Rows of box annotation data
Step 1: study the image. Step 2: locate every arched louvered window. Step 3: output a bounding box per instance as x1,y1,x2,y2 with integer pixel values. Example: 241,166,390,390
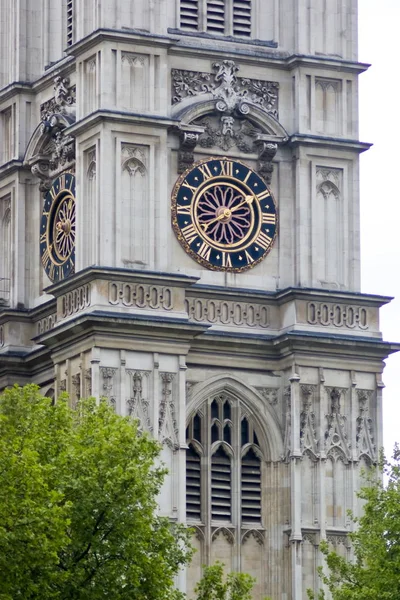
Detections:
186,445,201,521
186,394,262,527
241,448,261,524
179,0,252,38
211,446,232,523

Task prompt
Rewrite all the records above with every "bounding box" changed to "enclosing rectangle" and everything else kept the same. Leave the pictures out.

Answer in full
Step 1: study the image. Step 2: locate every arched louvered window. Step 3: output a enclosing rectangle per instance as x1,y1,x2,y2 with integer pixel values. Example: 241,166,390,390
Detections:
186,445,201,521
186,394,262,527
241,448,261,524
179,0,252,38
211,446,232,523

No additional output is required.